Object pointing dataset entries

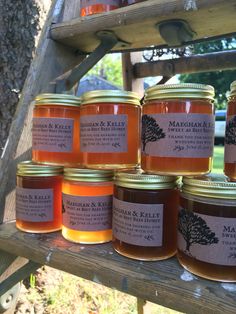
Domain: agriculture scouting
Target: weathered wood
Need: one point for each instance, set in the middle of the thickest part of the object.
(199, 63)
(163, 282)
(51, 60)
(135, 24)
(131, 83)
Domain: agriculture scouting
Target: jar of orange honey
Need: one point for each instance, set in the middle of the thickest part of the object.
(110, 129)
(38, 197)
(89, 7)
(230, 135)
(55, 130)
(178, 129)
(87, 205)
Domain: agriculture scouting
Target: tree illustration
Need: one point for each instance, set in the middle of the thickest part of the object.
(195, 230)
(230, 131)
(151, 132)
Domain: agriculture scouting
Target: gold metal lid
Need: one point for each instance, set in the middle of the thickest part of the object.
(88, 175)
(138, 179)
(185, 90)
(212, 185)
(57, 99)
(110, 96)
(28, 168)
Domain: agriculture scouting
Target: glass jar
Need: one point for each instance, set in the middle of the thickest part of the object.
(178, 129)
(110, 129)
(145, 210)
(87, 205)
(207, 227)
(90, 7)
(55, 130)
(38, 197)
(230, 136)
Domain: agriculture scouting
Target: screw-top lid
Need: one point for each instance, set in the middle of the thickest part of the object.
(110, 96)
(212, 185)
(57, 99)
(185, 90)
(28, 168)
(138, 179)
(88, 175)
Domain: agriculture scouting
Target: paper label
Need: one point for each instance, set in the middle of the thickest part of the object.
(87, 213)
(34, 205)
(106, 133)
(230, 140)
(207, 238)
(138, 224)
(52, 134)
(178, 135)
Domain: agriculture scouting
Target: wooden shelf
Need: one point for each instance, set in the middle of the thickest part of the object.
(135, 24)
(162, 282)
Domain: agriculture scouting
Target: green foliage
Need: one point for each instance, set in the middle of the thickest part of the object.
(221, 80)
(109, 68)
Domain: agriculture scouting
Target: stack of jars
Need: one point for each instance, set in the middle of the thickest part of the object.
(101, 138)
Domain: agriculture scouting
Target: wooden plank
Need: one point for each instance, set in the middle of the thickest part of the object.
(162, 282)
(135, 24)
(51, 60)
(200, 63)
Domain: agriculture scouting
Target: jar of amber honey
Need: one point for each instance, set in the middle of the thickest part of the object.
(87, 205)
(110, 129)
(89, 7)
(38, 197)
(230, 135)
(145, 210)
(207, 227)
(178, 129)
(55, 130)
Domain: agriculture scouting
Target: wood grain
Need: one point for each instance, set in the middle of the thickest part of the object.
(163, 282)
(135, 24)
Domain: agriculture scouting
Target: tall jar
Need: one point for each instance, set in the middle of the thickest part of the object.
(87, 205)
(230, 135)
(38, 197)
(207, 227)
(145, 210)
(178, 129)
(110, 129)
(88, 7)
(55, 130)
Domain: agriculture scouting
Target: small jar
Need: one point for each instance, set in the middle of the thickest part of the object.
(38, 197)
(230, 135)
(145, 210)
(178, 129)
(110, 129)
(207, 227)
(55, 130)
(88, 7)
(87, 205)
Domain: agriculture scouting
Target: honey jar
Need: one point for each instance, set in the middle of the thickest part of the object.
(178, 129)
(207, 227)
(110, 129)
(230, 135)
(87, 205)
(38, 197)
(55, 130)
(145, 210)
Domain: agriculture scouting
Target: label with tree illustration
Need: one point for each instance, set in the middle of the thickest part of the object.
(52, 134)
(230, 140)
(34, 205)
(178, 135)
(138, 224)
(87, 213)
(207, 238)
(105, 133)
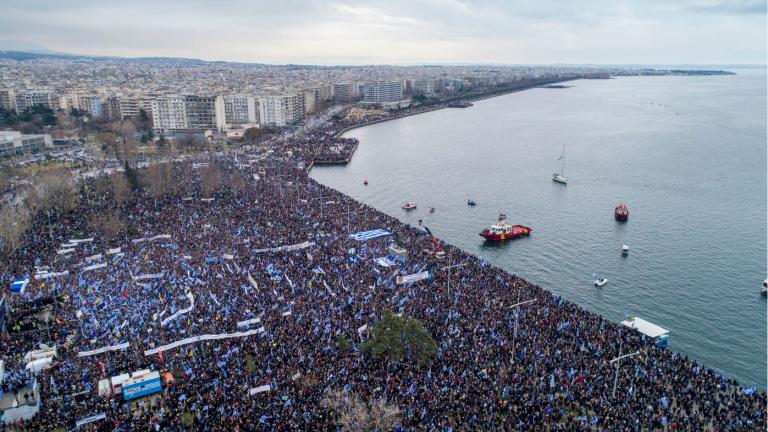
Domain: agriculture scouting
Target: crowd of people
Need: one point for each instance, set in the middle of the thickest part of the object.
(276, 257)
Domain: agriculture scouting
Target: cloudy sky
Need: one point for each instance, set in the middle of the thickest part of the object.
(399, 31)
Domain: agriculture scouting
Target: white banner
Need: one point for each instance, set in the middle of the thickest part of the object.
(247, 323)
(182, 311)
(94, 267)
(259, 389)
(148, 276)
(121, 346)
(91, 419)
(194, 339)
(287, 248)
(402, 280)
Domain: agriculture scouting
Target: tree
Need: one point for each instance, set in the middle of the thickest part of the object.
(237, 182)
(158, 180)
(54, 190)
(121, 189)
(132, 175)
(108, 224)
(210, 181)
(108, 142)
(400, 338)
(14, 221)
(353, 414)
(251, 135)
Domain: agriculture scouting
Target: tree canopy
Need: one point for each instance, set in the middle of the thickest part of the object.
(400, 338)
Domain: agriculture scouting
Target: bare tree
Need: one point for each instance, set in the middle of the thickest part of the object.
(54, 190)
(355, 415)
(210, 181)
(158, 180)
(14, 221)
(121, 190)
(237, 182)
(108, 224)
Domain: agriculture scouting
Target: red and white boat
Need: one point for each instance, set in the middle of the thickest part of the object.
(504, 231)
(621, 213)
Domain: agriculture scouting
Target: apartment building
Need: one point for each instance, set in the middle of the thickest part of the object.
(381, 91)
(281, 110)
(236, 111)
(14, 142)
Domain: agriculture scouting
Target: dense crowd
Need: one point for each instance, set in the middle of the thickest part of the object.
(188, 264)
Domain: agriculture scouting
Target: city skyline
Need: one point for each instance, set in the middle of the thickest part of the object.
(422, 32)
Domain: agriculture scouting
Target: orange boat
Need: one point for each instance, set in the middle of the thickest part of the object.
(621, 213)
(504, 231)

■ YOUR INSTRUCTIONS
Pick out every line of the entries that contains the string "white", treating uppercase and lowercase as different, and copy each of those lines.

■ ANSWER TO THIS PROBLEM
Target: white banner
Target: red and white boat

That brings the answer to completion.